→ YOUR INSTRUCTIONS:
Please find the lines in the following records that hold "upper", and copy them.
---------- MATERIAL TO PROCESS
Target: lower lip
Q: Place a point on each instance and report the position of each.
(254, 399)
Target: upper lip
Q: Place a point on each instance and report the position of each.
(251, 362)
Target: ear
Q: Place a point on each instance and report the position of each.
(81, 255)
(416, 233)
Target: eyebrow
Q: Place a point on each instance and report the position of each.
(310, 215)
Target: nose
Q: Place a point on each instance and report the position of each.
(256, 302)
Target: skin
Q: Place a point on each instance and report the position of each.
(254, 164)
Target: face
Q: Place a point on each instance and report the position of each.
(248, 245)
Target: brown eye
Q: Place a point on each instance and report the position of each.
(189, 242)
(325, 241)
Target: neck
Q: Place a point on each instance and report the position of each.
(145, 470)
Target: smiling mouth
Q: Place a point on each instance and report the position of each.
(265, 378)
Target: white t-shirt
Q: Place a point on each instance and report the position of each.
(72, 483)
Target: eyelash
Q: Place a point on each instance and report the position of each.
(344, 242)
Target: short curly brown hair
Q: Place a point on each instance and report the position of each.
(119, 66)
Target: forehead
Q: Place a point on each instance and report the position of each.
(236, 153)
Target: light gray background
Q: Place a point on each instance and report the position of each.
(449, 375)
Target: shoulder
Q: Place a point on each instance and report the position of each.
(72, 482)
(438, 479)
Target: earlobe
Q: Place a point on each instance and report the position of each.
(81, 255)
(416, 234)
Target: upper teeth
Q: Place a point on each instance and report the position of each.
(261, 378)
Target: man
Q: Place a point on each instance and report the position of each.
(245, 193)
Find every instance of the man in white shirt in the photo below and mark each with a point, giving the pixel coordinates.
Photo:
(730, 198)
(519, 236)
--------------------
---------- MATERIAL TO PROCESS
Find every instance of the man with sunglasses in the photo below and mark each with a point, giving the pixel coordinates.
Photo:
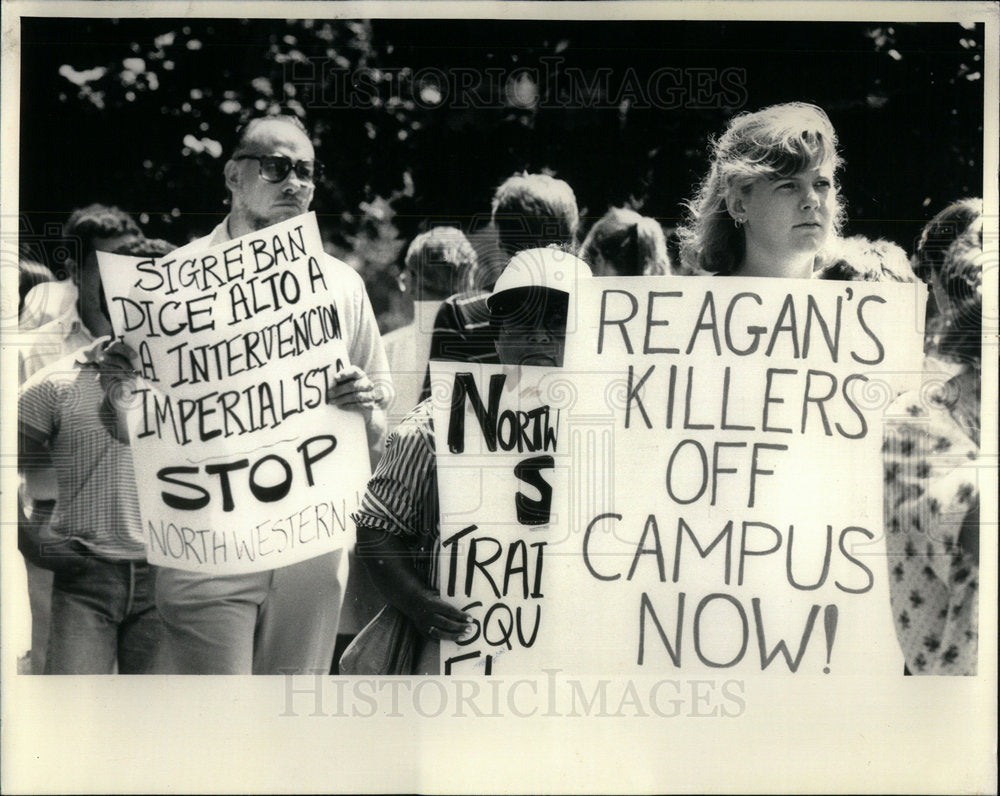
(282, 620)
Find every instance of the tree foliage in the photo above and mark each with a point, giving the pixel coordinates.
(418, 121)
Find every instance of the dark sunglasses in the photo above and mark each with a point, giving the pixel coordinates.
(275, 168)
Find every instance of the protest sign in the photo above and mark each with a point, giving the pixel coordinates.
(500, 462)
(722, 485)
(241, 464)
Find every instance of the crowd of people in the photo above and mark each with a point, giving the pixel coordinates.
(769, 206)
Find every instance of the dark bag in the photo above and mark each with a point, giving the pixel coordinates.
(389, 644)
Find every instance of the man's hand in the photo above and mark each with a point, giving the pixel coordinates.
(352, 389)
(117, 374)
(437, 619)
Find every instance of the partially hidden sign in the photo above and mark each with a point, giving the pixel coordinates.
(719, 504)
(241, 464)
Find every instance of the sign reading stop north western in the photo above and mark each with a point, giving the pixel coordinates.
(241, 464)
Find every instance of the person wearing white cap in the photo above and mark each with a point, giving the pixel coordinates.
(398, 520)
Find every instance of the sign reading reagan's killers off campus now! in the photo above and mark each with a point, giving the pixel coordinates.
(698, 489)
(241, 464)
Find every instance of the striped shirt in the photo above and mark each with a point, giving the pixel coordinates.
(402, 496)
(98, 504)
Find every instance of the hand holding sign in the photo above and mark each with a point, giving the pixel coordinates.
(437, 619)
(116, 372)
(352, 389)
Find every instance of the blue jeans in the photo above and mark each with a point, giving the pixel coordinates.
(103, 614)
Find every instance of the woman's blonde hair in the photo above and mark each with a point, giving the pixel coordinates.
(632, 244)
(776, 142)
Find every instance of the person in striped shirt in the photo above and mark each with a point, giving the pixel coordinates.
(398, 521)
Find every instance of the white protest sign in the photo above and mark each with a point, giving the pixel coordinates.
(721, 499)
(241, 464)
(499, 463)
--------------------
→ WORKED SOLUTION:
Target: upper lip
Target: upper teeth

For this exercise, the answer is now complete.